(Data records)
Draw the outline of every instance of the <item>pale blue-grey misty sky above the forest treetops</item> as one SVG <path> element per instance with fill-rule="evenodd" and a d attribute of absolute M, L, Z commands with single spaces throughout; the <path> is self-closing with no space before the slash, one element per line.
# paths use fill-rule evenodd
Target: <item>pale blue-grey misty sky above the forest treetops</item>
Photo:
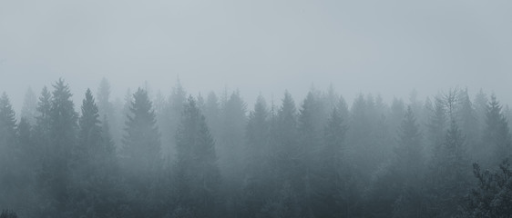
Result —
<path fill-rule="evenodd" d="M 512 102 L 510 1 L 0 0 L 0 91 L 64 77 L 75 96 L 106 76 L 123 96 L 240 88 L 300 100 L 333 84 L 385 100 L 458 85 Z M 76 102 L 76 104 L 78 104 Z"/>

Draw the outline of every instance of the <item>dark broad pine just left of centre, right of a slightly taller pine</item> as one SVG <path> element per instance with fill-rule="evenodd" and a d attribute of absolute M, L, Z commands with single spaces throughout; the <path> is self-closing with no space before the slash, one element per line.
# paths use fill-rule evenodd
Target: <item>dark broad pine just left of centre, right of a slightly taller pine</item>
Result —
<path fill-rule="evenodd" d="M 216 217 L 220 172 L 215 143 L 191 96 L 188 102 L 176 134 L 177 201 L 179 208 L 196 217 Z"/>

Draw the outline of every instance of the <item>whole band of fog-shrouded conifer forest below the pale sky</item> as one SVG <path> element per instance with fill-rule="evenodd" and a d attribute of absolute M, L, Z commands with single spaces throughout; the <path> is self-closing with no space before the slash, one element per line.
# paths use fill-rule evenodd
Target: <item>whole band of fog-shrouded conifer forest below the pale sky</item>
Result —
<path fill-rule="evenodd" d="M 0 97 L 0 209 L 20 217 L 508 217 L 511 135 L 496 96 L 452 89 L 349 105 L 329 88 L 296 104 L 84 95 L 59 79 Z M 490 170 L 482 170 L 490 169 Z M 5 211 L 2 217 L 16 217 Z"/>

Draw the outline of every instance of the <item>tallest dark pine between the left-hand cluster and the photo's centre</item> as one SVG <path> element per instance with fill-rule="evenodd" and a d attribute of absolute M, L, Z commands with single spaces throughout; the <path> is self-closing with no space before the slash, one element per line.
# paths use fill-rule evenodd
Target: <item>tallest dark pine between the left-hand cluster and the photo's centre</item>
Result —
<path fill-rule="evenodd" d="M 129 114 L 120 164 L 125 175 L 131 216 L 155 215 L 150 208 L 156 202 L 159 172 L 161 170 L 160 134 L 156 115 L 145 90 L 138 88 L 129 105 Z"/>

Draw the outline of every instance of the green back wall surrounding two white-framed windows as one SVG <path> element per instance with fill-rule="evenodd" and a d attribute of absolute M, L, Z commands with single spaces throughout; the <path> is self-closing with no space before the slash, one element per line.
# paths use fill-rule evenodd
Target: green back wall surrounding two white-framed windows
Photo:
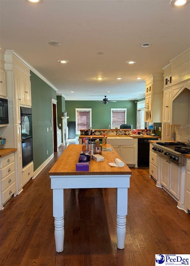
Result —
<path fill-rule="evenodd" d="M 127 108 L 127 123 L 136 127 L 136 103 L 135 101 L 117 101 L 108 102 L 104 105 L 102 102 L 96 101 L 65 101 L 65 108 L 69 121 L 75 121 L 75 108 L 92 108 L 92 128 L 107 129 L 111 122 L 110 108 Z"/>

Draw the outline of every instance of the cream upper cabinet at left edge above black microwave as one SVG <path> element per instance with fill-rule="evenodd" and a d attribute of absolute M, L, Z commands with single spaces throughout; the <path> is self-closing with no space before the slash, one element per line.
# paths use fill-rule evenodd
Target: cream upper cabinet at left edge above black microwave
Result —
<path fill-rule="evenodd" d="M 0 96 L 7 97 L 4 53 L 5 53 L 5 50 L 0 46 Z"/>

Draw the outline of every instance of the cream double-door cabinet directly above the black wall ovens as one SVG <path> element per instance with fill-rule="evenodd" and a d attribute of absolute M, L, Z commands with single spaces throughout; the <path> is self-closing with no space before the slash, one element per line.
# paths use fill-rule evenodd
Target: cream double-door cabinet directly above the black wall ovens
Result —
<path fill-rule="evenodd" d="M 31 106 L 31 85 L 30 80 L 19 76 L 20 105 Z"/>

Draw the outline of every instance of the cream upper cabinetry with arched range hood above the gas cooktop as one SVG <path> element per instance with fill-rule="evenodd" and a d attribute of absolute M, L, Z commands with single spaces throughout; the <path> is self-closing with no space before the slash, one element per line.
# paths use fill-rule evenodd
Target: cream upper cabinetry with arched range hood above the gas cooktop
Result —
<path fill-rule="evenodd" d="M 170 61 L 164 70 L 163 123 L 190 123 L 190 48 Z"/>

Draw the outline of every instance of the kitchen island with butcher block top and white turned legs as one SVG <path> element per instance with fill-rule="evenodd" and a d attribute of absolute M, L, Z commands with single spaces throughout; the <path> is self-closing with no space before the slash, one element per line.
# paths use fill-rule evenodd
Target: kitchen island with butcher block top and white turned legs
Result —
<path fill-rule="evenodd" d="M 121 157 L 111 145 L 106 146 L 111 151 L 102 151 L 104 161 L 90 161 L 89 171 L 76 171 L 82 145 L 70 144 L 49 171 L 51 189 L 53 189 L 53 217 L 55 219 L 56 251 L 64 249 L 64 189 L 80 188 L 116 188 L 116 221 L 117 221 L 117 247 L 123 249 L 126 234 L 126 215 L 128 188 L 131 170 L 124 167 L 113 167 L 108 162 L 114 162 Z M 67 217 L 66 217 L 67 219 Z M 68 221 L 69 222 L 69 221 Z"/>

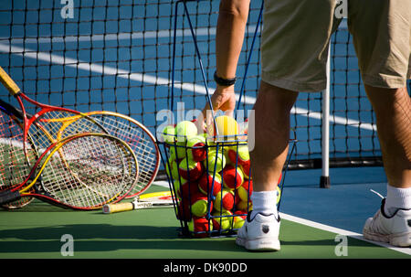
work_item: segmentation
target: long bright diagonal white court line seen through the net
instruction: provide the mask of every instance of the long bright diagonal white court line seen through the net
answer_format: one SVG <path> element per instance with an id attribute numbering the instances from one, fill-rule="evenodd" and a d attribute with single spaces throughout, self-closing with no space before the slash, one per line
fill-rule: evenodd
<path id="1" fill-rule="evenodd" d="M 148 74 L 132 73 L 124 69 L 112 68 L 108 66 L 100 66 L 95 63 L 85 62 L 85 61 L 81 61 L 78 59 L 71 59 L 67 57 L 61 57 L 61 56 L 49 54 L 46 52 L 36 52 L 35 50 L 31 50 L 29 48 L 20 48 L 20 47 L 9 46 L 9 45 L 0 43 L 0 51 L 6 52 L 6 53 L 10 52 L 15 55 L 23 56 L 24 58 L 39 59 L 39 60 L 46 61 L 49 63 L 65 65 L 71 68 L 92 71 L 94 73 L 99 73 L 102 75 L 104 74 L 118 75 L 118 77 L 128 79 L 128 80 L 135 80 L 135 81 L 151 83 L 151 84 L 156 84 L 156 85 L 171 86 L 171 80 L 168 80 L 165 78 L 155 77 L 155 76 L 148 75 Z M 182 82 L 178 82 L 178 80 L 174 82 L 174 88 L 182 89 L 185 91 L 194 91 L 195 93 L 200 93 L 204 95 L 207 93 L 205 86 L 197 85 L 194 83 L 182 83 Z M 214 90 L 215 90 L 214 88 L 208 88 L 208 92 L 210 94 L 212 94 Z M 239 95 L 237 94 L 236 97 L 238 100 Z M 243 103 L 253 105 L 256 102 L 256 98 L 246 95 L 242 97 L 241 101 Z M 307 109 L 293 107 L 291 109 L 291 113 L 295 113 L 301 116 L 306 116 L 306 117 L 311 117 L 313 119 L 321 120 L 321 112 L 313 112 Z M 358 127 L 364 130 L 376 131 L 375 124 L 362 123 L 360 121 L 343 118 L 343 117 L 335 116 L 335 115 L 330 116 L 330 123 L 349 125 L 351 127 Z"/>

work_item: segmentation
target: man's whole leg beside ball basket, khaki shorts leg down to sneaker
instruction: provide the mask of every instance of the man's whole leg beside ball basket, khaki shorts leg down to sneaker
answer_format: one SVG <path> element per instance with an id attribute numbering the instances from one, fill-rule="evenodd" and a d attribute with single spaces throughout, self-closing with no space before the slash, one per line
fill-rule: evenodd
<path id="1" fill-rule="evenodd" d="M 248 250 L 279 250 L 277 192 L 290 139 L 290 110 L 296 91 L 325 89 L 330 37 L 339 21 L 334 0 L 268 0 L 261 34 L 261 84 L 248 133 L 252 211 L 237 233 Z M 301 45 L 304 47 L 301 48 Z M 249 129 L 250 130 L 250 129 Z M 249 131 L 251 132 L 251 131 Z"/>

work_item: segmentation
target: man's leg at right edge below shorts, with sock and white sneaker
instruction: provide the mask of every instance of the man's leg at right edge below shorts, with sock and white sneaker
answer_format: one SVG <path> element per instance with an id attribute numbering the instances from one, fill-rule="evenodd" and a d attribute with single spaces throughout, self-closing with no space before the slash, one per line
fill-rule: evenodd
<path id="1" fill-rule="evenodd" d="M 395 246 L 411 245 L 411 99 L 402 89 L 365 85 L 376 120 L 387 195 L 374 218 L 364 225 L 364 237 Z"/>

DESCRIPTION OF THE TASK: Read the entries above and find each line holding the word "misty". Copy it out.

OUTPUT FOR THIS EXERCISE:
Draw the outline of every instance of the <item>pale blue-grey misty sky above the forest treetops</item> as one SVG <path> element per instance with fill-rule="evenodd" and a d attribute of absolute M, L, Z commands with single spaces throughout; the <path> is self-closing with no space before the slash, one element per line.
Target: <item>pale blue-grey misty sky above the forest treetops</item>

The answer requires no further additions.